# Please identify these 5 plants from Aqua Journal...



## majordude (Jul 24, 2011)

Please see the attached photo.

I really like "A"... not sure what it is or how tall it grows.

I assume "C" is Dwarf Baby Tears.

And "D" and "E" might be the same thing but I'm not sure.

Are there just 4 or 5 plants in this photo?


----------



## catwat (Oct 5, 2009)

(A) Aponogeton madagascariensis aka Madagascar Lace

(B) Helanthium tenellum 

(C) Glossostigma elatinoides


----------



## miremonster (Mar 26, 2006)

(D) Helanthium bolivianum aka Echinodorus bolivianus
(E) Vallisneria nana?
May be a known scape (from Amano?), with published description and plant list somewhere.


----------



## majordude (Jul 24, 2011)

My club site thinks it's:

A) Aponogeton Madagascarensis
B) Echinodorus tenellus narrow leaf
C) Glossostigma
D) Dwarf sags
E) Italian vals



And on the "A"... the leafs don't look empty to me. It looks like it's all green, not just the veins.


----------



## Cavan Allen (Jul 22, 2004)

I think the first two responses have all the correct answers, current names included.


----------

• SUPPLIED ENTRIES:
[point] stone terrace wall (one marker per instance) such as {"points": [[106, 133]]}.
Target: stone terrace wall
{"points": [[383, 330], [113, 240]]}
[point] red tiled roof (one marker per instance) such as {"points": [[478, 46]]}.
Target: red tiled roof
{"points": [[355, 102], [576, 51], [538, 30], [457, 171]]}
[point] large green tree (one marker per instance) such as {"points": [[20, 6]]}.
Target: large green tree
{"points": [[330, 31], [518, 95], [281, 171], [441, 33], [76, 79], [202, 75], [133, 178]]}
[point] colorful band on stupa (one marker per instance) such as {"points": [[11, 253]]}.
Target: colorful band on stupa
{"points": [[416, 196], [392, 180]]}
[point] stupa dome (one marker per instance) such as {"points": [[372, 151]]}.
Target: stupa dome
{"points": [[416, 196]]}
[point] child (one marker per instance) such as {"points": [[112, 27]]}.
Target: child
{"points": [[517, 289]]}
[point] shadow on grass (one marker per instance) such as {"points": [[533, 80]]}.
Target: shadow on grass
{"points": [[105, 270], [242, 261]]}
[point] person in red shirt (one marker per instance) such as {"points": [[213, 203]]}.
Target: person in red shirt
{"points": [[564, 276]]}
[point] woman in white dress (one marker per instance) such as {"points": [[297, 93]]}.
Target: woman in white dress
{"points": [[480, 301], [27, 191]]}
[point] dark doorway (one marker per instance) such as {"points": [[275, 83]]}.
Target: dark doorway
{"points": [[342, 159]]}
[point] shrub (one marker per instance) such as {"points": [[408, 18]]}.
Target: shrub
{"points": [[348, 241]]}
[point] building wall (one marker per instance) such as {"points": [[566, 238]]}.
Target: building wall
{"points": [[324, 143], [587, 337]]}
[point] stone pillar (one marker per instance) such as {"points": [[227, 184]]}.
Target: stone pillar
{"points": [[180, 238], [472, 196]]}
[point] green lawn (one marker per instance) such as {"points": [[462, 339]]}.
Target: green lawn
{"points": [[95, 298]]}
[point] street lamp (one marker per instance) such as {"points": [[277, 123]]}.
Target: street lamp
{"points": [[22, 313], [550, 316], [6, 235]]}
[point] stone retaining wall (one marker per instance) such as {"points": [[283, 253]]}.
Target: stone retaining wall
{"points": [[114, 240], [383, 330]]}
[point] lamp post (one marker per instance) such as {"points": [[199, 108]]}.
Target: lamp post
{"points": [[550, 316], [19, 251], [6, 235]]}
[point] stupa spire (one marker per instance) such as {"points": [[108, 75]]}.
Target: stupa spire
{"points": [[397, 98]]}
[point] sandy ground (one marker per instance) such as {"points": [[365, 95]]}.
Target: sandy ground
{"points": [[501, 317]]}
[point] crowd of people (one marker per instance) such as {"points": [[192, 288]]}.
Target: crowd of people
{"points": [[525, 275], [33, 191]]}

• WRITTEN INSTRUCTION:
Change "Dwarf Baby Tears" to "Glossostigma" in the plant identification thread, starting with "I really like" and going on through "in this photo?", and write out that passage. The material isn't used here.

• REPLY TO THE TASK:
I really like "A"... not sure what it is or how tall it grows.

I assume "C" is Glossostigma.

And "D" and "E" might be the same thing but I'm not sure.

Are there just 4 or 5 plants in this photo?